■ Dokumenttext:

-------------------------

Das in grausamen Schlachten der Antike umkämpfte Goldene Vlies liegt in ihrem Koffer, dazu einige Utensilien zur Zauberei. Eine gewöhnliche Frau ist Medea nicht, sie kann zaubern und hat göttliche Ahnen, aber darauf kommt es Chevalier nicht an. Reimann hat ihr einen leisen Anfang geschenkt. „Gutes soll hier wachsen“, singt sie, aber es endet schlimm. Jason, ihr Mann, verlässt sie für die Königstochter, Kreon, der griechische Herrscher, will nur ihre Söhne behalten, sie selbst aber soll gehen.

Ein wenig mehr Theater hätte dem Werk wahrscheinlich gutgetan

Das passt so haargenau zur aktuellen politischen Lage, dass es fast schon peinlich ist. Zum Glück hat es der Regisseur Benedict Andrews bei der Andeutung der Umrisse eines Flüchtlingszeltes durch dünne Eisendrähte belassen. Die Bühne bleibt in beiden Akten gleich schwarz und leer. Dunkel gekleidete Männer und eine Frau in gelber Robe sitzen ganz hinten auf einer Bank und warten auf ihre Auftritte.

-------------------------

■ Vorliegendes Material:
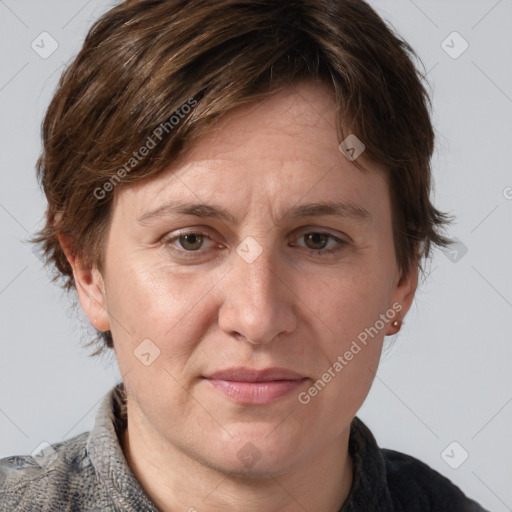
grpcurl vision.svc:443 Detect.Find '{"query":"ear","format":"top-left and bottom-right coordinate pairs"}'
top-left (58, 235), bottom-right (110, 331)
top-left (386, 261), bottom-right (419, 336)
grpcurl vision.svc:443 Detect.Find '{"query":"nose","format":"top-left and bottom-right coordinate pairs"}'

-------------------------

■ Deine Aufgabe:
Was sagt die Medea-Kritik zu diesen drei Punkten?
1. Was liegt in Medeas Koffer?
2. Welche Worte singt Medea zu Beginn?
3. Womit deutet der Regisseur die Umrisse eines Flüchtlingszeltes an?

■ Ergebnis:
1. Das Goldene Vlies und einige Utensilien zur Zauberei.
2. „Gutes soll hier wachsen“
3. Mit dünnen Eisendrähten.